_EXTRACT PROVIDED:_
So what about the Information Age? Some folks who claim to be ecologically minded reject information technology as a further dissociation between the human and natural realms. While I sympathize with the urge to heal our dissociation, I fundamentally disagree with the notion that information technology is an obstacle to achieving this goal. In fact, I think it may be the best way we have to effectively reintegrate the human and natural worlds.

In the hunter-gather world, a tribe created their system of symbols together. Since these cultures usually had no writing, each person co-created the culture through the telling and retelling of stories. Collectively, a system of symbols was co-created that helped the tribe make sense of the world around them. What’s more, this system of symbols was constantly evolving with the natural world. While some of these stories may seem anthropomorphic, magical, or otherwise childish to us now, it is important to realize that when there isn’t much differentiation between the human and natural realms, anthropomorphism is an identification with rather than a imposition on the natural world.

Currencies used in hunter-gatherer culture were largely status oriented. A talisman to signify being a masterful hunter, a gift that got passed from tribe to tribe to signify peaceful relations, and so on. These currencies were probably co-created in much the same way that the tribe’s oral traditions were, and probably evolved accordingly to fit natural circumstances.

Writing came on the scene at about the same time as the Agricultural Revolution. In almost every culture that evolved writing, it was originally a way of keeping accounts. For example, I give you two cows this season and we draw two cows on a cliff to record the transaction. Over time, this became a way recording what was said.

Writing was important for many more reasons than we can get into here, but one of the most important things about early writing was that only a few elites were literate. And these elites had the power to make their system of symbols immortal. Can you imagine how powerful that must have seemed to an oral culture? Agrarian culture tended to be ordered very hierarchically as the sets of socially accepted symbols were controlled by an elite few. However, since most of the population was illiterate and living on the land, these symbols lacked the power to fully dissociate the human and natural realms.

The Agrarian era was also when the first widespread use of money evolved. While, originally, money may have been a product of spontaneous organization in a market setting, these Agrarian Age monetary currencies usually evolved into being declared exclusively by the sovereign (or his proxy) and many times had his picture on them. Monetary currencies were primarily used for quid pro quo trades (and for taxes), which were becoming more necessary as human settlements got large enough to have anonymous interactions between the inhabitants.

The dawn of the Industrial Age more or less coincided with the invention of the printing press in 1440, although industrialism didn’t gain full steam until several centuries later. This era saw the spread of science, democracy, and capitalism. These were all HUGE advances in the complexity of human symbol systems. The realm of human symbols started to become so complex that people could forget that humans had anything to do with the natural realm at all. While science made nature its central focus of inquiry, it was only capable of studying nature from the outside as observer, fully dissociated.

_TO BE DONE:_
Extract the part of the passage on human symbol systems that runs from "In the hunter-gather" up to and including "on the natural world.", copying it word for word.

_DATASET CONTENT:_
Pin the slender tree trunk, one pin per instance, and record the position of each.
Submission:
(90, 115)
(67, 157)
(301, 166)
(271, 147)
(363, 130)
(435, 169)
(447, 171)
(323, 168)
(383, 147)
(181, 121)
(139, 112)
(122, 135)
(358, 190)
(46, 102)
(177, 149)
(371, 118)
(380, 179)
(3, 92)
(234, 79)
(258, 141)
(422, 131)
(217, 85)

_WORKED SOLUTION:_
In the hunter-gather world, a tribe created their system of symbols together. Since these cultures usually had no writing, each person co-created the culture through the telling and retelling of stories. Collectively, a system of symbols was co-created that helped the tribe make sense of the world around them. What’s more, this system of symbols was constantly evolving with the natural world. While some of these stories may seem anthropomorphic, magical, or otherwise childish to us now, it is important to realize that when there isn’t much differentiation between the human and natural realms, anthropomorphism is an identification with rather than a imposition on the natural world.